(Point annotation material)
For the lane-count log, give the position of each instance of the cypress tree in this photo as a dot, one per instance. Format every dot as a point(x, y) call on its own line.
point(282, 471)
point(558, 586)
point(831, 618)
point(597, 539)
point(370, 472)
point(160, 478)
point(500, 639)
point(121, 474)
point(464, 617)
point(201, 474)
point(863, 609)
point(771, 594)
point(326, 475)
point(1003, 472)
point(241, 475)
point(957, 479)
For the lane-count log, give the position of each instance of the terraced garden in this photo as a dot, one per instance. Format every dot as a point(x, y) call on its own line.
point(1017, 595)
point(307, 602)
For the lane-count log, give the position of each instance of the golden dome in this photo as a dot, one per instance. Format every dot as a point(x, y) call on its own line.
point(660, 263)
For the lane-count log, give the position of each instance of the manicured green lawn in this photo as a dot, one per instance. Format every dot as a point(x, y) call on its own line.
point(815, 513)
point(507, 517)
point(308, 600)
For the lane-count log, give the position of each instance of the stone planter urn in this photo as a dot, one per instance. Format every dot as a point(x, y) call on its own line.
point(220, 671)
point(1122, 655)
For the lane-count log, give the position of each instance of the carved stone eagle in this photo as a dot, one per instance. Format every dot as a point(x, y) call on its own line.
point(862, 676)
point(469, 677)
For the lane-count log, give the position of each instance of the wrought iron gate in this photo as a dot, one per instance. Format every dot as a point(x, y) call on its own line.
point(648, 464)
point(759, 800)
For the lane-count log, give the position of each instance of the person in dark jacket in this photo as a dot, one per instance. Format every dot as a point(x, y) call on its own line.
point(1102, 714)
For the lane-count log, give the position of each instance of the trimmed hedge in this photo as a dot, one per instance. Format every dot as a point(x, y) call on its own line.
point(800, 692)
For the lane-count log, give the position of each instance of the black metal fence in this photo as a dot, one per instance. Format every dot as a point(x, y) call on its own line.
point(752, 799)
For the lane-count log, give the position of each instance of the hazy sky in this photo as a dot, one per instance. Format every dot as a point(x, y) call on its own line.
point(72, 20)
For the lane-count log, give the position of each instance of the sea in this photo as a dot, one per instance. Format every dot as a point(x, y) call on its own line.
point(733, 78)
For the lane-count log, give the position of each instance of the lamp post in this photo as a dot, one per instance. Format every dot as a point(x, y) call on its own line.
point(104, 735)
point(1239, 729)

## TASK STATEMENT
Please give all of the material above as a two-column CSV with the headers input and output. Use one row per item, with its text and its answer each in a single quoted field and line breaks replaced by spaces.

## FINISHED EXERCISE
input,output
"For the lane-count log, give the position of each instance of the cypress tree in this photo as a dot, one per instance. Format every dot as a point(x, y) call on its own line.","point(282, 471) point(558, 586) point(831, 618) point(597, 539) point(370, 472) point(160, 478) point(500, 639) point(121, 474) point(464, 617) point(201, 474) point(863, 609) point(771, 594) point(326, 475) point(1003, 472) point(241, 475) point(957, 479)"
"For the lane-count log, give the position of each instance of the terraced garden in this photo as a dot, one per instance. Format every dot as a point(x, y) call on its own line.","point(1017, 595) point(307, 602)"
"For the lane-count log, give the position of each instance of the golden dome in this photo as a dot, one per instance. Format every dot as a point(x, y) call on its own line.","point(660, 263)"
"For the lane-count log, give the position of each instance of the manicured green lawn in this photo as a dot, one per instance. Format every dot as a point(x, y) call on its own line.","point(815, 513) point(507, 517) point(308, 600)"
"For the lane-count log, give the position of each instance of the stone planter urn in this photo as a dot, one per instance. Format every dot as a point(x, y) call on its own line.","point(220, 671) point(1122, 655)"
"For the lane-count log, give the position of each instance of the carved stone eagle in this photo as a dot, one per instance. Format every dot as a point(x, y) call on its own line.","point(862, 676) point(469, 677)"
"For the lane-count log, give the position of each instance of the wrought iron gate in this photo as a dot, one per instance. Format every dot as a point(x, y) call on its own line.","point(648, 464) point(759, 800)"
"For the lane-count log, give the position of each instance of the person in dark jacket in this photo as a dot, one per instance. Format every dot as a point(x, y) call on its own line.","point(1102, 714)"
"For the lane-count log, give the position of each instance of the trimmed hedge in this photo as a dot, one per instance. Format every dot as a point(x, y) call on its own line.","point(800, 692)"
"For the lane-count log, give the position of each instance of the black metal fence in this photo as a dot, one per instance. Format every dot as a point(x, y) call on its own line.","point(752, 799)"
"For the lane-count log, give the position of each instance of the hazy sky in this photo as a dot, one per instance. Format every dot as a point(x, y) call on its own line.","point(72, 20)"
"For the lane-count log, give the position of each instance of the sea in this photo as a dot, one per instance. Format every dot as a point(x, y) call on its own line.","point(733, 78)"
"For the lane-count log, give the position of each instance of the lamp post in this photo as a dot, one per instance. Format every dot as a point(x, y) call on its own line.","point(104, 735) point(1239, 729)"